Goal —
Would you restate, exactly as they appear, the lines from the one containing "Class, locate every instance of the black iron" through the end of the data below?

Given records —

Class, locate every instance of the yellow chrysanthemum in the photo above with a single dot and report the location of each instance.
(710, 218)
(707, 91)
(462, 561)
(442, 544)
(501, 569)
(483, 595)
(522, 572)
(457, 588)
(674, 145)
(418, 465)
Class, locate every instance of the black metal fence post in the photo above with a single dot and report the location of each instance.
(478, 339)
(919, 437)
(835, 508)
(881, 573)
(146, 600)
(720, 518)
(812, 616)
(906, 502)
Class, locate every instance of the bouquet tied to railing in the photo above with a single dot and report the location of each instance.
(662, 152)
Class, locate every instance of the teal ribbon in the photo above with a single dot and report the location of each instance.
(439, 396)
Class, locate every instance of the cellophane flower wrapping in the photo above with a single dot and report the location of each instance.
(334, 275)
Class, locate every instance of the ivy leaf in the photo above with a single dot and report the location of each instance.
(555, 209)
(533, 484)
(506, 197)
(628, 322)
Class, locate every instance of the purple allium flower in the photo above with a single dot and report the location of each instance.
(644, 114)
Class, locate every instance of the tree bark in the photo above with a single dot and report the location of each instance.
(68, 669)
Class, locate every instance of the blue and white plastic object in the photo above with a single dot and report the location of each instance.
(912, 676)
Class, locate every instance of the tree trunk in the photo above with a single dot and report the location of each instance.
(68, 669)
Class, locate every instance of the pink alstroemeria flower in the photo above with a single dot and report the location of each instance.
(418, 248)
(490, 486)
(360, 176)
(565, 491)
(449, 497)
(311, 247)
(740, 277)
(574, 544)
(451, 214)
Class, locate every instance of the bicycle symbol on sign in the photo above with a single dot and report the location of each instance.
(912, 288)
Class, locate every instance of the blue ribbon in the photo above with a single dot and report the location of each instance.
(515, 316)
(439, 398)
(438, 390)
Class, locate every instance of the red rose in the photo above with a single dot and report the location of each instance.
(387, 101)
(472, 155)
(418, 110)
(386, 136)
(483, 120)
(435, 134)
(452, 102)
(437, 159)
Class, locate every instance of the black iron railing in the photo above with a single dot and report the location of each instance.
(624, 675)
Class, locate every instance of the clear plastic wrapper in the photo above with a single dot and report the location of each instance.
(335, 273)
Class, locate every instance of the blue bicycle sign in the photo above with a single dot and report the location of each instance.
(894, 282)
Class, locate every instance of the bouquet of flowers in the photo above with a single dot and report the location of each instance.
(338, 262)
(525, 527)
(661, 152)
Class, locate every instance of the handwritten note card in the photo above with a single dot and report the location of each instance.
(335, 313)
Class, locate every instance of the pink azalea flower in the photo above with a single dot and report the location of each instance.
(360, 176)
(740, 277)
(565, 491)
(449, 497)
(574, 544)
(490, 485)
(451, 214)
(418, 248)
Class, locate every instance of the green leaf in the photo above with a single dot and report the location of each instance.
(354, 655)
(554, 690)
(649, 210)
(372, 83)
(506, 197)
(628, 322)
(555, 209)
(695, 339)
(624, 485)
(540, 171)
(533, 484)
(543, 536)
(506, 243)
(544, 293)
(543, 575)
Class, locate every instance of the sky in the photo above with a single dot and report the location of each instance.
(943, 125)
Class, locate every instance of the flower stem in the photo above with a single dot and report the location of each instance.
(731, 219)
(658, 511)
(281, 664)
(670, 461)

Task answer —
Class, locate every instance of the black iron railing in the photo above with a single dot and report the location of each instance.
(624, 675)
Class, locate every instance of the clear plastic wrapper in the photo above with a single dot and report the location of each instance.
(335, 273)
Class, locate every instance of the blue bicycle sign in the photo above with a single dot and report the location of each instance.
(894, 282)
Class, locate every instance of the bouquet of flowers in the photo above with a single dot and report the location of each instance.
(338, 262)
(525, 527)
(661, 152)
Class, locate every instance of the handwritten note card in the photo above with a single dot and report the location of each instance.
(335, 313)
Class, locate every instance of the pink azalea flower in the photo above with a single dot and report the location of each instance.
(360, 176)
(740, 277)
(565, 491)
(449, 497)
(574, 544)
(490, 485)
(451, 214)
(418, 248)
Class, locate every instance of the green leaf in the photo above with a single dot and report the location of each instance.
(354, 655)
(554, 690)
(649, 210)
(372, 83)
(506, 197)
(628, 322)
(555, 209)
(695, 339)
(624, 485)
(540, 171)
(533, 484)
(543, 536)
(506, 243)
(544, 293)
(543, 575)
Class, locate every instance of the sky in the photo above with a single dot and report the location of each instance.
(943, 125)
Class, locate every instance of the flower stem in the photo above with a single dot and report the location of each instance.
(731, 219)
(658, 511)
(281, 664)
(670, 461)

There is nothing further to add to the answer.